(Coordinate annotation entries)
--

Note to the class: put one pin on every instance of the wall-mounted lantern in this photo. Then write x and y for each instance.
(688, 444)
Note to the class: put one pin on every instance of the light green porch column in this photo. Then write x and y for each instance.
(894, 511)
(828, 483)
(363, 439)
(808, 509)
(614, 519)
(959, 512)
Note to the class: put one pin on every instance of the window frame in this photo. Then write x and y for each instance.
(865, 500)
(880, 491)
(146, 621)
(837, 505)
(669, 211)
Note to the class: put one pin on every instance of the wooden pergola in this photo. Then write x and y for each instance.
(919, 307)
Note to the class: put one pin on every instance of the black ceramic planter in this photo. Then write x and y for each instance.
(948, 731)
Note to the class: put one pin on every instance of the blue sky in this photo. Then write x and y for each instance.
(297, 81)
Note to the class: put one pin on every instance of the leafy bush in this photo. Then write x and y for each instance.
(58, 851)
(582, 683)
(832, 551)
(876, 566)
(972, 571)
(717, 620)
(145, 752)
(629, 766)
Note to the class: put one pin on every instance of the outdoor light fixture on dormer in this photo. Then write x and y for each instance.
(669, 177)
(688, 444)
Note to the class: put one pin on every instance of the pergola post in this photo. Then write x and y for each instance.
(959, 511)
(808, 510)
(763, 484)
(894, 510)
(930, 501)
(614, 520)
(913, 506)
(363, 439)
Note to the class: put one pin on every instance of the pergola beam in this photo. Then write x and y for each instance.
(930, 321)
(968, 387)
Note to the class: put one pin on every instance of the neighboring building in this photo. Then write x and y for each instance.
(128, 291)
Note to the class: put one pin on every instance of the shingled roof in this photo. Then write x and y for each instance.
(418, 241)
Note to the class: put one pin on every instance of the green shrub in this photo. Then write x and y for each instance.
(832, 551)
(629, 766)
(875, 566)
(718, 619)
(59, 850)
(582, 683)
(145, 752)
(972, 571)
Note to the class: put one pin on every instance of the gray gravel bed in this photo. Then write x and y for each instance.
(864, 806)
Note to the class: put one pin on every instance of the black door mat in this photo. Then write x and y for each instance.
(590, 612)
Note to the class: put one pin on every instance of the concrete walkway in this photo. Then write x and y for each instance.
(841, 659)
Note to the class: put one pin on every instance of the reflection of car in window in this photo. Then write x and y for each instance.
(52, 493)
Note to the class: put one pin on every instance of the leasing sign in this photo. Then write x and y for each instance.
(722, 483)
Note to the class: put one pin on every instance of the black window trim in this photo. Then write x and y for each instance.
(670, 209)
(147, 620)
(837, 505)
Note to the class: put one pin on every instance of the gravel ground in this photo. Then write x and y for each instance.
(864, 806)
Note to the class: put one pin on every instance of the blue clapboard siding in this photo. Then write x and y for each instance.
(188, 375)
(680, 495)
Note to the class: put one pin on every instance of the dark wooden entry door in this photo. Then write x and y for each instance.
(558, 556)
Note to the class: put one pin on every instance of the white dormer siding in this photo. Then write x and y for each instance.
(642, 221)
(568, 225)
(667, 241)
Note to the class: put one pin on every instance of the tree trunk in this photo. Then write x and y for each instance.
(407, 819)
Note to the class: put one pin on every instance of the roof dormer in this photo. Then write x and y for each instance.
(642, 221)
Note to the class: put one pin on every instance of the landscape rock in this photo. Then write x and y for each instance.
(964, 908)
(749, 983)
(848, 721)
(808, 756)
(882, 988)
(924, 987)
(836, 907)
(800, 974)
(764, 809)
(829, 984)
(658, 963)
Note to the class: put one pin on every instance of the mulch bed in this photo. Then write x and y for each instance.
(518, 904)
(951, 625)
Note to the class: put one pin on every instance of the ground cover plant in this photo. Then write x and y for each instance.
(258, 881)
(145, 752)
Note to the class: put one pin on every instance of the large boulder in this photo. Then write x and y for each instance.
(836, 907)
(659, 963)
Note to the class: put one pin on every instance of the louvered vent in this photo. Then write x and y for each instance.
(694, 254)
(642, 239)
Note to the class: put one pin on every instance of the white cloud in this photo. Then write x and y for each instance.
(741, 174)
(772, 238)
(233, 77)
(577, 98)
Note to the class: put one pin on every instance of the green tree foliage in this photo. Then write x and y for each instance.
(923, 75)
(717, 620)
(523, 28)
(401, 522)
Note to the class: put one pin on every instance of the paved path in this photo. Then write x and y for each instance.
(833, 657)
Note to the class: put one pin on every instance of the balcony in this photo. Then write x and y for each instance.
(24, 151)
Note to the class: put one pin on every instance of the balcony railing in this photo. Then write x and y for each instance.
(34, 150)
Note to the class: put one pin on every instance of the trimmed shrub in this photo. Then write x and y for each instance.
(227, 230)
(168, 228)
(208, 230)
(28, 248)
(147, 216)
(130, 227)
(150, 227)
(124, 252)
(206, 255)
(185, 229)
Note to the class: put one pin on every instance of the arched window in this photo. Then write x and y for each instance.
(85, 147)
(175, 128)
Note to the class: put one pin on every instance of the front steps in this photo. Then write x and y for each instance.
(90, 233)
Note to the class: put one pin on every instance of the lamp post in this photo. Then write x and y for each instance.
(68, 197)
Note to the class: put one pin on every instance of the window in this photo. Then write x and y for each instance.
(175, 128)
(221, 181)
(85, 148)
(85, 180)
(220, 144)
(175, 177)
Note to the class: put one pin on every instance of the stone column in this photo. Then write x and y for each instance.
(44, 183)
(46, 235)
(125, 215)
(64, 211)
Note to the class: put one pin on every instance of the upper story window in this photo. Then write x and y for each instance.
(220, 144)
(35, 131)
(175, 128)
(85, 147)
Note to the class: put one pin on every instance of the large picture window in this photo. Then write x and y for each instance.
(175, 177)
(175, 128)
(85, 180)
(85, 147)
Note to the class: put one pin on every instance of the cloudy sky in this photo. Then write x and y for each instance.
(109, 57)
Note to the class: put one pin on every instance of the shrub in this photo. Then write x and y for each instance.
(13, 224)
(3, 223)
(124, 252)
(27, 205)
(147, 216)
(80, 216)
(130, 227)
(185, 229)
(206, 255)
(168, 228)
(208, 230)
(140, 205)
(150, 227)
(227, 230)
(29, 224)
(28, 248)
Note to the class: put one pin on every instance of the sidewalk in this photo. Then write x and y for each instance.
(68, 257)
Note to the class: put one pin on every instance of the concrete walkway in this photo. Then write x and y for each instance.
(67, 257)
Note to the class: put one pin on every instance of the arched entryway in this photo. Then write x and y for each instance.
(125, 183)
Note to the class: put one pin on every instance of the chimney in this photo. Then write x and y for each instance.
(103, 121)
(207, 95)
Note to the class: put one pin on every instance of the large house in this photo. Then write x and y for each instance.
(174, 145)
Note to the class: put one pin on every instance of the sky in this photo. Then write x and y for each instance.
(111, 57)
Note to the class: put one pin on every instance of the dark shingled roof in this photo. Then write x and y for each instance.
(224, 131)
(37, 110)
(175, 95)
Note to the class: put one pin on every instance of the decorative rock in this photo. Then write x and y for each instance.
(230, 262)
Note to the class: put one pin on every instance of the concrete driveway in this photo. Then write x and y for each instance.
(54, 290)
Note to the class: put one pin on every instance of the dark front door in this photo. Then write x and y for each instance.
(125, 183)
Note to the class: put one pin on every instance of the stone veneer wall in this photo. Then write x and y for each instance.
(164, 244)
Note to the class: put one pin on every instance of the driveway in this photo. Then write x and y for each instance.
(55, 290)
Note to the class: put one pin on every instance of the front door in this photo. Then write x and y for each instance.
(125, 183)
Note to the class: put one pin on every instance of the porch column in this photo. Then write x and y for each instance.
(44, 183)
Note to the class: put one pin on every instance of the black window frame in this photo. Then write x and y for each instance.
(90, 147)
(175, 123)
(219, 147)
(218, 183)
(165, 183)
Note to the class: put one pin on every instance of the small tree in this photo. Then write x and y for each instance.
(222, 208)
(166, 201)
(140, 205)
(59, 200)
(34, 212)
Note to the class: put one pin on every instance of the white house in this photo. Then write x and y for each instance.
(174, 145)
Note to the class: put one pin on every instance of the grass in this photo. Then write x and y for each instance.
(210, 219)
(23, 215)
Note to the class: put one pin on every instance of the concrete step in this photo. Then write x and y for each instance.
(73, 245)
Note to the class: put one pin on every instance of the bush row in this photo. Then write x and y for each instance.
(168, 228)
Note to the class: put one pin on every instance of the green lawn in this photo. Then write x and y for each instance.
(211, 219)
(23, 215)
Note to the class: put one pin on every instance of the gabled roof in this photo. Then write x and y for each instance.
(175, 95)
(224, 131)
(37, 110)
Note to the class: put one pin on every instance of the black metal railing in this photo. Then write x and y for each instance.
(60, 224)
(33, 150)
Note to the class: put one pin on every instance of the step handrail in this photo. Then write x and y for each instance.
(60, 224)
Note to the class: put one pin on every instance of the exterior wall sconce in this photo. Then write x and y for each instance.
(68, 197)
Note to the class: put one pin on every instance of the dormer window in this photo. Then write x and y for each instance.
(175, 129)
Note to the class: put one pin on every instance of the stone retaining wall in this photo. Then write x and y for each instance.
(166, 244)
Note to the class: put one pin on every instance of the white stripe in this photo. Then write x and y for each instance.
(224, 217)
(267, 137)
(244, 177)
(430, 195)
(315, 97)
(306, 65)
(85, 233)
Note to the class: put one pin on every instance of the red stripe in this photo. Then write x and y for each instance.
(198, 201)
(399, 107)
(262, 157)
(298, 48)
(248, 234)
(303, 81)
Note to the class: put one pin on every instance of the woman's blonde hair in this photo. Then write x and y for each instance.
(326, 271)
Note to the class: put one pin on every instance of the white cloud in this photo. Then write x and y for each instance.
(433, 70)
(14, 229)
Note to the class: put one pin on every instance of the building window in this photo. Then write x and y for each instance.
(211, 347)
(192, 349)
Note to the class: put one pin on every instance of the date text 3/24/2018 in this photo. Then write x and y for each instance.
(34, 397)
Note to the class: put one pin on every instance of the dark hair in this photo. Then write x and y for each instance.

--

DO THIS » Copy out the lines starting at the one containing "of the dormer" and ending with the last line of the entries. Include nothing else.

RESULT »
Note to the class: put one pin on every instance of the dormer window in this photo. Then write x and y for each instance.
(175, 129)
Note to the class: put one pin on every instance of the stone retaining wall in this photo. Then write x and y for each instance.
(166, 244)
Note to the class: put one pin on every instance of the white stripe in this photo. Then write x and y for each instance.
(224, 217)
(267, 137)
(244, 177)
(430, 195)
(315, 97)
(306, 65)
(85, 233)
Note to the class: put one pin on every instance of the red stripe in this photo. Then write x and y for each instance.
(198, 201)
(399, 107)
(262, 157)
(298, 48)
(248, 234)
(303, 81)
Note to the class: put one pin on every instance of the woman's blonde hair in this photo. Then write x and y for each instance.
(326, 271)
Note to the class: put one pin on every instance of the white cloud in this photo. Then write x and y for each instance.
(433, 70)
(14, 229)
Note to the class: put one pin on every instance of the building window in this photo. Then write x and y for each instance.
(211, 347)
(192, 349)
Note to the class: put one pin on every instance of the date text 3/24/2018 in this photo. Then write x and y for each instance.
(34, 397)
Note to the class: put one pin on every instance of the dark hair in this photo. Then write x and y for each instance.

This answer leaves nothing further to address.